[Passage provided]
Numerous attempts have been made in the past to develop reliable sources of orthodontic anchorage. Recently, skeletal anchorage systems such as dental restorative implants, miniscrew or microscrew implants, and miniplates have been effectively used to obtain anchorage. However, because of their bulky size, the waiting period for osseointegration, and their high cost, dental implants have not been widely used. The extensive surgical procedure and high cost overshadow the use of plate-type anchorage, despite a high success rate. In the past decade, miniscrew or microscrew implants have gained wider acceptance because they are both easy and convenient to use. The application of skeletal anchorage has lead to a paradigm shift in orthodontic treatment from single-tooth movement to group-teeth movement.
This chapter addresses the development of microimplants, the surgical procedure involved in their placement, and the management of associated complications.
DEVELOPMENT OF MICROIMPLANTS
During the initial stages of development of microimplants, the author used a surgical microscrew for orthodontic anchorage, specifically the screws from Leibinger (now Stryker Osteosynthesis, a division of Stryker, Freiburg, Germany) and Osteomed (Addison, Texas) ( Fig. 23-1 ). These screws were 1.2 mm in diameter and 5 to 10 mm in length. The success rate of these surgical screws varied from 80% to 90 %, depending on the site of placement. One of the chief drawbacks of these surgical screws was a lack of any “superstructure” on the head for attaching elastics. To circumvent this problem, ligature wire was tied on the neck (under head of screw) and then bent up to make a hook. This hook caused persistent inflammation around microscrew implants.
[/Passage provided]
[Given information]
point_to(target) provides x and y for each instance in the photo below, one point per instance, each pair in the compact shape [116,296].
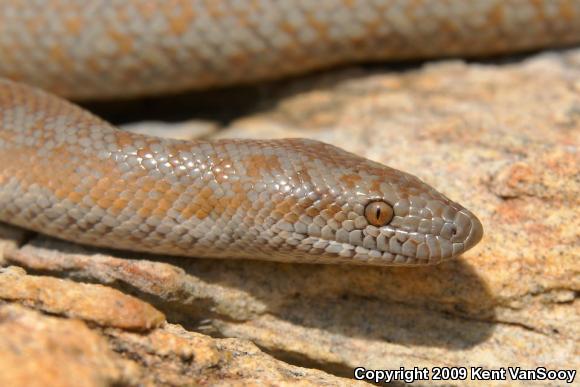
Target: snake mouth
[/Given information]
◆ Complete the following:
a. In the orthodontic anchorage passage, what was the diameter of the surgical screws first used for anchorage?
b. According to the orthodontic anchorage passage, why was ligature wire tied on the neck of the surgical microscrews and bent into a hook?
c. Continue the passage on orthodontic microimplants from its final sentence.

◆ Numbered answers:
a. They were 1.2 mm in diameter.

b. The surgical screws had no "superstructure" on the head for attaching elastics. Tying ligature wire under the screw head and bending it into a hook worked around that problem.

c.
Current microimplants have a hook, button, or bracket on the head for attaching elastic materials, which minimizes inflammation. The tapered shape of trunk over head pushes the elastic material away from the soft tissue and prevents soft tissue impingement, especially around the canine eminence ( Fig. 23-2 ). To simplify the placement of implants, self-drilling microimplants have also been developed.
Size of Microimplants
Microimplants ranging from 1.2 to 1.6 mm in diameter are small enough to be placed at most anatomical locations in the mouth, including the palate, chin, retromolar area, and interradicular spaces between teeth roots. After placement, at least 6 mm of the total length of the microimplant should be embedded into the bone in the maxilla and 4 mm in the mandible. The author typically prefers to use microimplants 7 to 8 mm long in the maxillary buccal alveolar bone and 5 to 6 mm long in the mandibular buccal side. In the maxillary palatal alveolar bone, 10- to 12-mm-long microimplants need to be placed to compensate for the thick palatal soft tissue and to keep 6 mm of microimplants embedded in the bone. The most common diameter of the microimplants is 1.3 mm in the maxilla and 1.4 mm in the mandible and 1.5 or 1.6 mm in the midpalatal area where there are no teeth.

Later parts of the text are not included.